_GOAL OF THE EXERCISE:_ Please restate the data word for word, leaving out no line.

_DATA FOR PROCESSING:_
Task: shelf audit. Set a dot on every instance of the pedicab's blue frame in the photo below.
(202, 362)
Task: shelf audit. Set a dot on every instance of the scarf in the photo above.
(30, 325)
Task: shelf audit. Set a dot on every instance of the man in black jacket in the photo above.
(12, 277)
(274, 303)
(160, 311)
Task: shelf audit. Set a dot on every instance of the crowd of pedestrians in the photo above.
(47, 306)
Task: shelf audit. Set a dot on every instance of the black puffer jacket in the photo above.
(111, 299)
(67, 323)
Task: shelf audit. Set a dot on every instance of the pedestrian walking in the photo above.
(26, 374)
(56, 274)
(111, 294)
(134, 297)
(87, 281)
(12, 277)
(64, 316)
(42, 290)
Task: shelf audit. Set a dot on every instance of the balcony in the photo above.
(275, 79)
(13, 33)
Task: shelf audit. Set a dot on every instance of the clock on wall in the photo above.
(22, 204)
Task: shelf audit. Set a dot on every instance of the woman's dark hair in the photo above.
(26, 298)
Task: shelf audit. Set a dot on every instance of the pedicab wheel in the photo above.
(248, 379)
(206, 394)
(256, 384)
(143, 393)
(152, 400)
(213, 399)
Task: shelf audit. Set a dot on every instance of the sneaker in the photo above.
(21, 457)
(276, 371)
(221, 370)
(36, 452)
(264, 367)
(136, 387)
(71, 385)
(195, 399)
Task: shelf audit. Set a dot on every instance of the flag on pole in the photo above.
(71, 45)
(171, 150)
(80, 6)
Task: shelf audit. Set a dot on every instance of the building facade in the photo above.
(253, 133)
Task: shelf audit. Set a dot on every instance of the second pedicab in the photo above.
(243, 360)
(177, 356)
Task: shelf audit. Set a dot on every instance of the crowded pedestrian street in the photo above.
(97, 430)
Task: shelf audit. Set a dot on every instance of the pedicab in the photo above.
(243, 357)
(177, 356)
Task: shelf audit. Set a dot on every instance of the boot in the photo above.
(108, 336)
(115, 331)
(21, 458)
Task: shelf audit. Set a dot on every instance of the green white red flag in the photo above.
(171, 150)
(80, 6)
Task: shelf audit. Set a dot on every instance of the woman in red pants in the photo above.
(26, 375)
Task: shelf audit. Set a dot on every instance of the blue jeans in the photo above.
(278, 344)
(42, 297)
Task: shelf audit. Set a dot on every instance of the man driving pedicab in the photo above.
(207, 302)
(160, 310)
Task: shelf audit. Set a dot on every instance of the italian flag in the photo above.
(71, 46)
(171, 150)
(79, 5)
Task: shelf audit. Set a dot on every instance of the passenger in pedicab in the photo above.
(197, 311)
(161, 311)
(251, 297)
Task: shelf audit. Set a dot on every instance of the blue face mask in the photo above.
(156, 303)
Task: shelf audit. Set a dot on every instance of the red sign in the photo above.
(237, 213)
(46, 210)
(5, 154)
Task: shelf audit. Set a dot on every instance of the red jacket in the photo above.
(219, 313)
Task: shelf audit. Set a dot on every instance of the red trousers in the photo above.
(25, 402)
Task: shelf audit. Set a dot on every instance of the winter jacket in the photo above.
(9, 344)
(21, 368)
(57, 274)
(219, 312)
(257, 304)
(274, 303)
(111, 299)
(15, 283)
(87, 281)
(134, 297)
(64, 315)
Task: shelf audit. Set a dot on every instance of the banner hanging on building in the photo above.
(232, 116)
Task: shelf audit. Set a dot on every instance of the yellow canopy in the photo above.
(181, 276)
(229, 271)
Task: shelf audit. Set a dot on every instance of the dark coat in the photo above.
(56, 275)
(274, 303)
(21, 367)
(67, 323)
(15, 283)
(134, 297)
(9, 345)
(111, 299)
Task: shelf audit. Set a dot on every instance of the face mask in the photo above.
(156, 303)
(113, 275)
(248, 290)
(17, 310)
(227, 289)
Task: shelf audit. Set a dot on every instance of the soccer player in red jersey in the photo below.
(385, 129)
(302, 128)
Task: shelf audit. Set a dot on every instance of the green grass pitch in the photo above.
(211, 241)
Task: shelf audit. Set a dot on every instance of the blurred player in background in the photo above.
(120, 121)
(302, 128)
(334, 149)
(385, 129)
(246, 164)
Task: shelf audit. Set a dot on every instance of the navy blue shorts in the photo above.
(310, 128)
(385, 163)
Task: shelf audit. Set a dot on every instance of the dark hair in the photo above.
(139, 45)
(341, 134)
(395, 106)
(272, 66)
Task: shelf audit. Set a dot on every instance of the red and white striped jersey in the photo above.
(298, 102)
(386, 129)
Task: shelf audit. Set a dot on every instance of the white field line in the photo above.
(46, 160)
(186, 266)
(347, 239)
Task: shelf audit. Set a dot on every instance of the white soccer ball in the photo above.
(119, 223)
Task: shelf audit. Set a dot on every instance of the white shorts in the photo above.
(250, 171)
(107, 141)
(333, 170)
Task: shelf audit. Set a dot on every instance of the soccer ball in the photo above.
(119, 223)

_OUTPUT FOR THIS TASK:_
Task: shelf audit. Set a dot on every instance of the pedicab's blue frame in the photo below.
(202, 362)
Task: shelf audit. Set a dot on every instance of the scarf in the photo above.
(30, 325)
Task: shelf audit. Set a dot on every instance of the man in black jacket in the photo above.
(12, 277)
(274, 303)
(160, 311)
Task: shelf audit. Set a dot on every instance of the crowd of pedestrians in the photo above.
(47, 306)
Task: shelf audit. Set a dot on every instance of the black puffer jacket in the photo above.
(111, 299)
(67, 323)
Task: shelf audit. Set a dot on every instance of the pedestrian walking in the photo above.
(26, 374)
(56, 274)
(111, 294)
(134, 297)
(87, 281)
(12, 277)
(64, 316)
(42, 290)
Task: shelf audit. Set a dot on every instance of the balcony in the photo above.
(275, 79)
(13, 33)
Task: shelf audit. Set a dot on every instance of the clock on wall in the photo above.
(22, 204)
Task: shelf audit. Set a dot on every instance of the woman's dark hair in the photo above.
(26, 298)
Task: shelf audit. Set a dot on every instance of the pedicab wheel in the photo above.
(248, 379)
(206, 394)
(256, 384)
(143, 393)
(152, 400)
(213, 399)
Task: shelf audit. Set a dot on every instance of the sneaker in the photo above.
(21, 457)
(276, 371)
(221, 370)
(36, 452)
(264, 367)
(136, 387)
(71, 385)
(195, 399)
Task: shelf audit. Set a dot on every instance of the flag on pole in the photo above.
(71, 45)
(171, 150)
(80, 6)
Task: shelf audit. Set a dot on every instance of the building facade in the photo above.
(253, 133)
Task: shelf audit. Set a dot on every instance of the second pedicab in the photo above.
(243, 360)
(177, 356)
Task: shelf audit. Set a dot on every instance of the crowded pedestrian street in the photo above.
(97, 430)
Task: shelf audit. Set a dot on every instance of the pedicab in the photo above.
(243, 357)
(177, 356)
Task: shelf audit. Set a dot on every instance of the boot in the photo above.
(108, 336)
(115, 331)
(21, 458)
Task: shelf audit. Set a dot on every instance of the green white red flag in the photo above.
(171, 150)
(80, 6)
Task: shelf audit. Set a dot on every instance of the woman in red pants in the photo above.
(26, 375)
Task: shelf audit. Set a dot on every instance of the blue jeans in the photo above.
(278, 344)
(42, 297)
Task: shelf audit. Set a dot on every instance of the man driving pedicab in the photo above.
(207, 302)
(160, 310)
Task: shelf audit. Set a dot on every instance of the italian flag in the photo above.
(71, 46)
(171, 150)
(79, 5)
Task: shelf audit. Set a dot on every instance of the passenger in pedicab in the photo above.
(197, 311)
(161, 311)
(251, 297)
Task: shelf audit. Set a dot on every instance of the blue face mask in the photo above.
(156, 303)
Task: shelf audit. Set a dot on every instance of the red sign in the photo above.
(237, 213)
(46, 210)
(5, 154)
Task: shelf audit. Set a dot on every instance of the red jacket in the photo above.
(219, 313)
Task: shelf audit. Set a dot on every instance of the red trousers in the photo above.
(25, 402)
Task: shelf audit. Set a dot on every instance of the winter jacket in the photo above.
(9, 344)
(21, 368)
(57, 274)
(219, 312)
(257, 304)
(274, 303)
(111, 299)
(15, 283)
(87, 281)
(134, 297)
(64, 315)
Task: shelf audit. Set a dot on every instance of the banner hanging on building in the photo above.
(232, 116)
Task: shelf audit. Set a dot on every instance of the yellow canopy in the photo above.
(181, 276)
(229, 271)
Task: shelf audit. Set a dot on every instance of the dark coat in the photo above.
(56, 275)
(274, 303)
(21, 367)
(67, 323)
(15, 283)
(134, 297)
(9, 345)
(111, 299)
Task: shelf audit. Set a dot on every instance of the face mask in the photo above.
(156, 303)
(113, 275)
(248, 290)
(17, 310)
(227, 289)
Task: shelf audit. Set a dot on every instance of the soccer player in red jersey in the photo below.
(385, 129)
(302, 128)
Task: shelf audit. Set a dot on every instance of the green grass pitch in the photo above.
(211, 241)
Task: shelf audit. Set a dot on every instance of the blurred player in background in the photo above.
(120, 121)
(302, 128)
(334, 149)
(385, 129)
(246, 164)
Task: shelf audit. Set a dot on every instance of the navy blue shorts in the photo above.
(310, 128)
(385, 163)
Task: shelf audit. Set a dot on every instance of the dark hair in the photo above.
(139, 45)
(341, 134)
(395, 106)
(272, 66)
Task: shelf audit. Set a dot on every instance of the red and white striped jersey in the photo above.
(298, 102)
(386, 129)
Task: shelf audit. Set a dot on every instance of the white field line in the photo above.
(46, 160)
(186, 266)
(347, 239)
Task: shelf audit. Set a dot on every instance of the white soccer ball in the photo above.
(119, 223)
Task: shelf audit. Set a dot on every instance of the white shorts in the photo above.
(250, 171)
(107, 141)
(333, 170)
Task: shelf audit. Set a dot on every instance of the soccer ball in the photo above.
(119, 223)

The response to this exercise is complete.